Exercise » All lines below containing the string "form" are to be copied.

Data excerpts »
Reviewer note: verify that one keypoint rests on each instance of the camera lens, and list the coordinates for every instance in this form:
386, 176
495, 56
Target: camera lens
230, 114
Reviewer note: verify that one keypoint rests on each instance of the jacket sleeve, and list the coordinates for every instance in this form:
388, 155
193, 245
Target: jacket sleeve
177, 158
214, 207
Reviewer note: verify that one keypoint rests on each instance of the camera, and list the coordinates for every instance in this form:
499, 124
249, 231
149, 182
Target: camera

Reply to the exercise »
Reviewer note: verify that one keypoint rests on each instance of the camera lens, and list the coordinates for every instance in this form:
Reviewer note: verify that one keypoint rests on each instance of the jacket sleeve, and list the coordinates for every instance in this form:
Reviewer note: verify that one keypoint rests on each instance of the camera, and list the coordinates for every instance in this form:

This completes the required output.